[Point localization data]
━━━━━━━━━━━━━━━━
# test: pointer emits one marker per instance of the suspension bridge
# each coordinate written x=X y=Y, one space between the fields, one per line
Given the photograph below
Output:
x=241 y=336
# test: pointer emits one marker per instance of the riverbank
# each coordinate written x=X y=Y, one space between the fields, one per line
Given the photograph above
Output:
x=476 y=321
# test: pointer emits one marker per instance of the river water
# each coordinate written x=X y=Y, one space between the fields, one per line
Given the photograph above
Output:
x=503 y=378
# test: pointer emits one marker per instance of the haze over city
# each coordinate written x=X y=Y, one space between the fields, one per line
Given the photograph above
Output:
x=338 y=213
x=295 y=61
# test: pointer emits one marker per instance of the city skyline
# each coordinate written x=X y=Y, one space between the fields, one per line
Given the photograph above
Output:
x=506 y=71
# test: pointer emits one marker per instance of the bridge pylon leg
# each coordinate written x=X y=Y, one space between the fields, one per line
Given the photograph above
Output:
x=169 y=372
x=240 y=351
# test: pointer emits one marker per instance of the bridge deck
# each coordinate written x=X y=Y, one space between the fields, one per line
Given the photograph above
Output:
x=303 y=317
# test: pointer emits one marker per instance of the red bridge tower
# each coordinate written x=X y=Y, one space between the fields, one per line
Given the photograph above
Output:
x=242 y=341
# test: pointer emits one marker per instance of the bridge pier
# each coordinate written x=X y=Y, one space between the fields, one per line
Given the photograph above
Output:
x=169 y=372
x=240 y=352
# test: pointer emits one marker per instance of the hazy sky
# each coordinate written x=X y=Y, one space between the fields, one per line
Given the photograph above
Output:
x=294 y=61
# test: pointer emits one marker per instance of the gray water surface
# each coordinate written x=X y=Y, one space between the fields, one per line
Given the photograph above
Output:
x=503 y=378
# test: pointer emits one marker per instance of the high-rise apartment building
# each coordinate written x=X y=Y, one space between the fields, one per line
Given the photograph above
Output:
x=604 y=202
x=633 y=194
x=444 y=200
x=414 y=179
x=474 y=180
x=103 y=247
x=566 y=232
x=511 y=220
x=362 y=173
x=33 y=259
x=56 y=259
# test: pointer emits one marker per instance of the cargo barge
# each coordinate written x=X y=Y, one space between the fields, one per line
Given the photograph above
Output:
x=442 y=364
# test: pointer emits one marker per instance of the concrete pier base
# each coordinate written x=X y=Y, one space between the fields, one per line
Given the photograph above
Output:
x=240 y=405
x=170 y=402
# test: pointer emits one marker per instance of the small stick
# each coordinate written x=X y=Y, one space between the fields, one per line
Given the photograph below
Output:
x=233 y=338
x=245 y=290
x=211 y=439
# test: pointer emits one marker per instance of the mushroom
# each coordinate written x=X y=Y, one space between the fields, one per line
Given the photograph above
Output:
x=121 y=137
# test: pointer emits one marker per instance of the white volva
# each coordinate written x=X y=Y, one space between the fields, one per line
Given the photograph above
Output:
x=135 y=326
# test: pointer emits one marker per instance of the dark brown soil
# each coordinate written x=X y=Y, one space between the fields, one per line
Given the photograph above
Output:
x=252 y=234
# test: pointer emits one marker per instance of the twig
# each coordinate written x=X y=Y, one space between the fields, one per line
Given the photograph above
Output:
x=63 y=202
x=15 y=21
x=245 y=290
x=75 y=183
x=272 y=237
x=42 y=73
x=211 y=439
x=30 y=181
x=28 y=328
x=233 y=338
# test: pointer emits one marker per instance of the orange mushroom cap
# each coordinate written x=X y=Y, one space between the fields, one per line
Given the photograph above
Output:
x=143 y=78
━━━━━━━━━━━━━━━━
:: What the task requires ::
Please filter the entries above down to the lines holding "mushroom" and copy them.

:: Answer to this problem ::
# test: pointer emits one marker per instance of the mushroom
# test: pointer emits one marker per instance of the orange mushroom cap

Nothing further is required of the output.